▶ **Supplied passage**
▶
I am trying to play around with some R code I found recently that imitates parts of Norvig's spell checker written in Python; In particular, I am trying to work out the right way to implement the edit2 function in R:
def splits(word):
return [(word[:i], word[i:])
for i in range(len(word)+1)]
def edits1(word):
pairs = splits(word)
deletes = [a+b[1:] for (a, b) in pairs if b]
transposes = [a+b[1]+b[0]+b[2:] for (a, b) in pairs if len(b) > 1]
replaces = [a+c+b[1:] for (a, b) in pairs for c in alphabet if b]
inserts = [a+c+b for (a, b) in pairs for c in alphabet]
return set(deletes + transposes + replaces + inserts)
def edits2(word):
return set(e2 for e1 in edits1(word) for e2 in edits1(e1))
However, in my benchmarks, it seems, generating thousands of small strings in R using paste0 (or str_c from stringr, or stri_join from stringi) results in code that is roughly 10x (or ~100x, or ~50x) slower than the Python implementation shown by Norvig. (Yes, the stringr and stringi-based functions interestingly are even slower than using paste0.) My questions are (with #3 being the main one I want resolved):
Am I doing this correctly (is the code "right")?
If so, is this a known issue of R (extremely slow string concatenation)?
Is there anything I can do about this to make this significantly faster (one or more orders of magnitude, at least) without rewriting the whole function in Rcpp11 or something like that?
Here is my R code I came up with for the edit2 function:
# 1. generate a list of all binary splits of a word
binary.splits <- function(w) {
n <- nchar(w)
lapply(0:n, function(x)
c(stri_sub(w, 0, x), stri_sub(w, x + 1, n)))
}
# 2. generate a list of all bigrams for a word
bigram.unsafe <- function(word)
sapply(2:nchar(word), function(i) substr(word, i-1, i))
bigram <- function(word)
if (nchar(word) > 1) bigram.unsafe(word) else word
# 3. four edit types: deletion, transposition, replacement, and insertion
alphabet = letters
deletions <- function(splits) if (length(splits) > 1) {
sapply(1:(length(splits)-1), function(i)
paste0(splits[[i]][1], splits[[i+1]][2]), simplify=FALSE)
◀
▶ **Entries from a pointing dataset**
▶
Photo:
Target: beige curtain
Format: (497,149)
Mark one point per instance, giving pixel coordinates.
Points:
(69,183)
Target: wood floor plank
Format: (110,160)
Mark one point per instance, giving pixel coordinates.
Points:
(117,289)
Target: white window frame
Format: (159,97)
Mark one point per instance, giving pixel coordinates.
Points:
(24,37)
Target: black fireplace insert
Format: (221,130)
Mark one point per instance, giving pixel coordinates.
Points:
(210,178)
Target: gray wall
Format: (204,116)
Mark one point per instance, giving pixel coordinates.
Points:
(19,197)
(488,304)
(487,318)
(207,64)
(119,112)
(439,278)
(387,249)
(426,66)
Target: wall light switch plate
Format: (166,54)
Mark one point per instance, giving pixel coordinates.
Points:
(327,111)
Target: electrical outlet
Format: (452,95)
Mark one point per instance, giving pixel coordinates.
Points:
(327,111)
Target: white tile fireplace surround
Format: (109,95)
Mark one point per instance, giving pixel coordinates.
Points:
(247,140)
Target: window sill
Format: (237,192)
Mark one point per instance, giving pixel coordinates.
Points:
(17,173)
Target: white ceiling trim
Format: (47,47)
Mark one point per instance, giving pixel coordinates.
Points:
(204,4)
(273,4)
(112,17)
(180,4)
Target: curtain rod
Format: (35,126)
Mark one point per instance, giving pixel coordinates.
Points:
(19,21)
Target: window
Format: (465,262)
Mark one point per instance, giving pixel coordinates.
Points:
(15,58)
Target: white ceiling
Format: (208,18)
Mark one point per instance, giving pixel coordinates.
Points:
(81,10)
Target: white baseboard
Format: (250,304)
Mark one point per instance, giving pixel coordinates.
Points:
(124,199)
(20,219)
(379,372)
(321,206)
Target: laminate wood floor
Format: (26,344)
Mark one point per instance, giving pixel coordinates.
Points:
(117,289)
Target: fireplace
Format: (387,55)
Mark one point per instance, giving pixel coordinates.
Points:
◀
▶ **Short task 1**
Copy the spell-checker post word for word, starting at "Here is my R" and ending at "lapply(0:n, function(x)".
▶ **Short task 2**
Continue the spell-checker post from its last line.

▶ **Reply 1**
Here is my R code I came up with for the edit2 function:
# 1. generate a list of all binary splits of a word
binary.splits <- function(w) {
n <- nchar(w)
lapply(0:n, function(x)

▶ **Reply 2**
} else {
splits[[1]][2]
}
transpositions <- function(splits) if (length(splits) > 2) {
swaps <- rev(bigram.unsafe(stri_reverse(splits[[1]][2])))
sapply(1:length(swaps), function(i)
paste0(splits[[i]][1], swaps[i], splits[[i+2]][2]), simplify=FALSE)
} else {
stri_reverse(splits[[1]][2])
}
replacements <- function(splits) if (length(splits) > 1) {
sapply(1:(length(splits)-1), function(i)
lapply(alphabet, function(symbol)
paste0(splits[[i]][1], symbol, splits[[i+1]][2])))
} else {
alphabet
}
insertions <- function(splits)
sapply(splits, function(pair)
lapply(alphabet, function(symbol)
paste0(pair[1], symbol, pair[2])))
# 4. create a vector of all words at edit distance 1 given the input word
edit.1 <- function(word) {
splits <- binary.splits(word)
unique(unlist(c(deletions(splits),
transpositions(splits),
replacements(splits),
insertions(splits))))
}
# 5. create a simple function to generate all words of edit distance 1 and 2
edit.2 <- function(word) {
e1 <- edit.1(word)
unique(c(unlist(lapply(e1, edit.1)), e1))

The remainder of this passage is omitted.